Given task: Reproduce verbatim the stretch from the first line of the items below through the line containing "[156,166,240,223]", with both end lines included.

Available records:
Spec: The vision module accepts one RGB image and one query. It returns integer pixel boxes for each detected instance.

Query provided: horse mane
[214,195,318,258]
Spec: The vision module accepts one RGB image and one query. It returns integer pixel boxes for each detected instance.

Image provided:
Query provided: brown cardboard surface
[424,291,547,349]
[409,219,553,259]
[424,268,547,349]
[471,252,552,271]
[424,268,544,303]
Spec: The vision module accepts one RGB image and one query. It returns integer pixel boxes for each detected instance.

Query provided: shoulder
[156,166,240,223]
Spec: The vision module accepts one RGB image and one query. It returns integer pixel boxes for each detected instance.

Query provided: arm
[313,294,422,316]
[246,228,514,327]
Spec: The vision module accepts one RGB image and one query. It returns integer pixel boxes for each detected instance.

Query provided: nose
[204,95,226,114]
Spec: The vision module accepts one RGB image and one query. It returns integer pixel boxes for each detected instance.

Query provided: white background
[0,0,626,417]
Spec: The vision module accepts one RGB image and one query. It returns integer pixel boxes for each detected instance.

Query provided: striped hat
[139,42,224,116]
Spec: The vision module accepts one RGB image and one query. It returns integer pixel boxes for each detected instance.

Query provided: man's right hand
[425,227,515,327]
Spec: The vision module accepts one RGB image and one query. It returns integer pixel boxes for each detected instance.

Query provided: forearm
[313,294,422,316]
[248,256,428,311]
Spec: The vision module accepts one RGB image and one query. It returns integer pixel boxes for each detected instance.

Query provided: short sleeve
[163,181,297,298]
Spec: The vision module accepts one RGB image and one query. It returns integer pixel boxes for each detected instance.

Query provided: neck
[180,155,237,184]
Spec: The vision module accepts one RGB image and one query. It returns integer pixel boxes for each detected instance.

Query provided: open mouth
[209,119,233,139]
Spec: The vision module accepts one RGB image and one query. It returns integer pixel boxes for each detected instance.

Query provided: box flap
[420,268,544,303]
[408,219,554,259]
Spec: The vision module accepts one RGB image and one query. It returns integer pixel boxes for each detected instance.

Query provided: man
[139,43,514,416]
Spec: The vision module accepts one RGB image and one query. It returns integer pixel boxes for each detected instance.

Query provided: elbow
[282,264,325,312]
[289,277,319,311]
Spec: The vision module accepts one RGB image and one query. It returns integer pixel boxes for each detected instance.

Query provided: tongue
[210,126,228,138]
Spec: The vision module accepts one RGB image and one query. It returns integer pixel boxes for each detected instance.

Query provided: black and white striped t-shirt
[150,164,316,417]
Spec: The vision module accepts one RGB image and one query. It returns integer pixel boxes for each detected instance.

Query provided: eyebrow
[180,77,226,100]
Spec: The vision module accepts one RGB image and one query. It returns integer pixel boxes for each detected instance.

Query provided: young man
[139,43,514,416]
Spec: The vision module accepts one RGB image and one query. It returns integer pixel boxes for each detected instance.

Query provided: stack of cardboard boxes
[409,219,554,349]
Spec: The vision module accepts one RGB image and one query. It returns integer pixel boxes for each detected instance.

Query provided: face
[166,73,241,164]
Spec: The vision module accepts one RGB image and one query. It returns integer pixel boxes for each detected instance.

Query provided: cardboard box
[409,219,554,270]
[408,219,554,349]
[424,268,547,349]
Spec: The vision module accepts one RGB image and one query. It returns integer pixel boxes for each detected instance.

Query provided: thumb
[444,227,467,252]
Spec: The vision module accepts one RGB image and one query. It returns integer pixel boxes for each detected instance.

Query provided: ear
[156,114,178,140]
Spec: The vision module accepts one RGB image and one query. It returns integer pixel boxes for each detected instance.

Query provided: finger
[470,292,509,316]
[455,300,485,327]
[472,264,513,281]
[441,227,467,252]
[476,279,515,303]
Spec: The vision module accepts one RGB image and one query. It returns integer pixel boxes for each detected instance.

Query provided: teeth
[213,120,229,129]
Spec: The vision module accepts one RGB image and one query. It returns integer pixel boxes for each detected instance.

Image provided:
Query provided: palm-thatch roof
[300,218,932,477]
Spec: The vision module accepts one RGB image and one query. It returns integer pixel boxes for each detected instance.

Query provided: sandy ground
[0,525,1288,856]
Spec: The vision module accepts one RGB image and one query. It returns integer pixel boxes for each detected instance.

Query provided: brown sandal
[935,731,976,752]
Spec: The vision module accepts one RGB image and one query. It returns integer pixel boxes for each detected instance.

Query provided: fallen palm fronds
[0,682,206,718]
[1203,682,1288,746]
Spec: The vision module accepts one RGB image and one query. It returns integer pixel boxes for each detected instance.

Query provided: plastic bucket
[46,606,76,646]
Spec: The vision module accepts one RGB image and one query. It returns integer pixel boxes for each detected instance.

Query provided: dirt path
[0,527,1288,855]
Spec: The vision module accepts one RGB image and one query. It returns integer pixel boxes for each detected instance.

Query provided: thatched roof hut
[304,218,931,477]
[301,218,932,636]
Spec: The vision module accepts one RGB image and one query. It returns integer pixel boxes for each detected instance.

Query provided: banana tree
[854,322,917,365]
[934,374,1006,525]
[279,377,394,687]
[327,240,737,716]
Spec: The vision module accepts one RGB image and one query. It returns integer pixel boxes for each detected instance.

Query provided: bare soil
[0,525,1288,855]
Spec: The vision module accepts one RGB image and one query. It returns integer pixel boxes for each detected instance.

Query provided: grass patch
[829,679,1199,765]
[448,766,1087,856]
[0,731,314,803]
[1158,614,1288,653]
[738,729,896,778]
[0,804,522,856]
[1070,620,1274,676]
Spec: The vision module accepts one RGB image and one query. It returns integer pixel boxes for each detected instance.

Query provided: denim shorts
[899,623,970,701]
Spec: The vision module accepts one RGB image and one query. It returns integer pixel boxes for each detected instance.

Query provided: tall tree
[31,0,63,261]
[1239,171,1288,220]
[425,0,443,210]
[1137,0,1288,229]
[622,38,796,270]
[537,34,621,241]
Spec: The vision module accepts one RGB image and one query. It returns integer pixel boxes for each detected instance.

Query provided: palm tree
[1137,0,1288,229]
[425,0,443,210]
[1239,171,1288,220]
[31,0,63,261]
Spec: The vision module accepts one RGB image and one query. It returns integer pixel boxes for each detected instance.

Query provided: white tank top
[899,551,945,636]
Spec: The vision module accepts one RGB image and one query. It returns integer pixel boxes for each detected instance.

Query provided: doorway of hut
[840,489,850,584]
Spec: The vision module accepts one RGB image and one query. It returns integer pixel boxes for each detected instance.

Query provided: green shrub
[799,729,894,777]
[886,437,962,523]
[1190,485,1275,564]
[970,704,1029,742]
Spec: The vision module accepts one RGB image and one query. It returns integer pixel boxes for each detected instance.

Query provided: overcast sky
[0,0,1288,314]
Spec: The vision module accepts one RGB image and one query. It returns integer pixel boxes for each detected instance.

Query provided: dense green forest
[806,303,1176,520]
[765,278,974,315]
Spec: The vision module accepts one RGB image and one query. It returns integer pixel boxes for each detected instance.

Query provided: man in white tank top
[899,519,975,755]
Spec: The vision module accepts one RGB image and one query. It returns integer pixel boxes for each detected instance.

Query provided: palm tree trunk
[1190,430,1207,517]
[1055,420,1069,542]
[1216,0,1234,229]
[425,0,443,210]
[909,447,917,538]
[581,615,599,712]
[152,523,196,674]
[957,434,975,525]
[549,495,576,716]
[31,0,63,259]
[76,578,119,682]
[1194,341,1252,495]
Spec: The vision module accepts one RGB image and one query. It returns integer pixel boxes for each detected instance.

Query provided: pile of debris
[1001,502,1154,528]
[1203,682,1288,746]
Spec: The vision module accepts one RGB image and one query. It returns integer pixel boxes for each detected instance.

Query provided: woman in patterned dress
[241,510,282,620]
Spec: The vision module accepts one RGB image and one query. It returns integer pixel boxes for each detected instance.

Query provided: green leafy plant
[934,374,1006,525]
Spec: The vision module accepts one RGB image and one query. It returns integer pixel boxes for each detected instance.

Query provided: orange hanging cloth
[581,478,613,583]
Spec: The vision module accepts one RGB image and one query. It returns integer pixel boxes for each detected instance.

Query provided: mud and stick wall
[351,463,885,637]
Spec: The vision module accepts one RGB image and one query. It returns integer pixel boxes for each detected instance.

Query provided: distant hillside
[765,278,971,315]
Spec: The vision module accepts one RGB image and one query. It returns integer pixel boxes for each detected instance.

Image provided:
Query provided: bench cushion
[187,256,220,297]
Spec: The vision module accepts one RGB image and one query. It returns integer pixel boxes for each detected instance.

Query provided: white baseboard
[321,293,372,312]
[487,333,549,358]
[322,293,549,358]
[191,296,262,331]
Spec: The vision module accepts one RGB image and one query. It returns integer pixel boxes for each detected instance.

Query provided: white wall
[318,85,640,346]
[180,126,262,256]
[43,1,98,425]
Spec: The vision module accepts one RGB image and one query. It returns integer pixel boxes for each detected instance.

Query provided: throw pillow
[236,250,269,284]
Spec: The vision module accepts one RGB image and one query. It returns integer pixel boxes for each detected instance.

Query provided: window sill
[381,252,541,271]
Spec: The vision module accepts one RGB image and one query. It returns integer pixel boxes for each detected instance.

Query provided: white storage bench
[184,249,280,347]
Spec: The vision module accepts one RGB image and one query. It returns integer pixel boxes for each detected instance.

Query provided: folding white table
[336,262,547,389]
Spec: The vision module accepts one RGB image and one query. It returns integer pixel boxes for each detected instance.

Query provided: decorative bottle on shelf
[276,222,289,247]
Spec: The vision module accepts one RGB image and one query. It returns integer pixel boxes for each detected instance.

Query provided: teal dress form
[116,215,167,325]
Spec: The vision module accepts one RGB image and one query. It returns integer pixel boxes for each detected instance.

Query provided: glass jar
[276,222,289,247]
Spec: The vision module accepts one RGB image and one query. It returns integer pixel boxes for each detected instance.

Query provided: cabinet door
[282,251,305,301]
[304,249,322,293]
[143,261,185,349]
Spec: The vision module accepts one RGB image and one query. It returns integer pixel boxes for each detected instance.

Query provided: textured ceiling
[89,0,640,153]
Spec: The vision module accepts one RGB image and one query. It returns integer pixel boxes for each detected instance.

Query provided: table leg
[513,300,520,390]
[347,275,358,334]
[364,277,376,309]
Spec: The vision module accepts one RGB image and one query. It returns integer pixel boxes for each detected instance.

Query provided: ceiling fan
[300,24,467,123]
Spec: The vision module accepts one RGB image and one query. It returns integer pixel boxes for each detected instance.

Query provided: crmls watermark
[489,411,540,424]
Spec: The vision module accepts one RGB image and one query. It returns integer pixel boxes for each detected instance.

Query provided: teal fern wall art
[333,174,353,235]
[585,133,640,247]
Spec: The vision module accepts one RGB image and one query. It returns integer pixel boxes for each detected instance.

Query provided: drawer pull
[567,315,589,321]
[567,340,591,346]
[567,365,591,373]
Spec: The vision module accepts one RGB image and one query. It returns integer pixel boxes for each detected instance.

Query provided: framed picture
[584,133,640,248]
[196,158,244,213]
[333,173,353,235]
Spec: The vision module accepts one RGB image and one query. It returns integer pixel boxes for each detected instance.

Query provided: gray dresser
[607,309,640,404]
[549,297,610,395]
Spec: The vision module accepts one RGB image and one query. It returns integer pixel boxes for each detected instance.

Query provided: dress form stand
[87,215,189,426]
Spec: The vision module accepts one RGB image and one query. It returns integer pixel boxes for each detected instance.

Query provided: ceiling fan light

Result for this task:
Spec: The vision module accepts one RGB image and one query. It returns integer pixel boxes for each detected instance.

Query provided: horse mane
[214,195,318,258]
Spec: The vision module accepts one RGB image and one query. It returns integer pixel boxes for each detected instance.

Image provided:
Query provided: brown cardboard surface
[424,291,547,349]
[409,219,553,259]
[424,268,547,349]
[471,252,552,271]
[424,268,544,303]
Spec: The vision module accepts one RGB image and one query. It returns integer pixel boxes for each detected instance.

Query provided: shoulder
[156,166,240,223]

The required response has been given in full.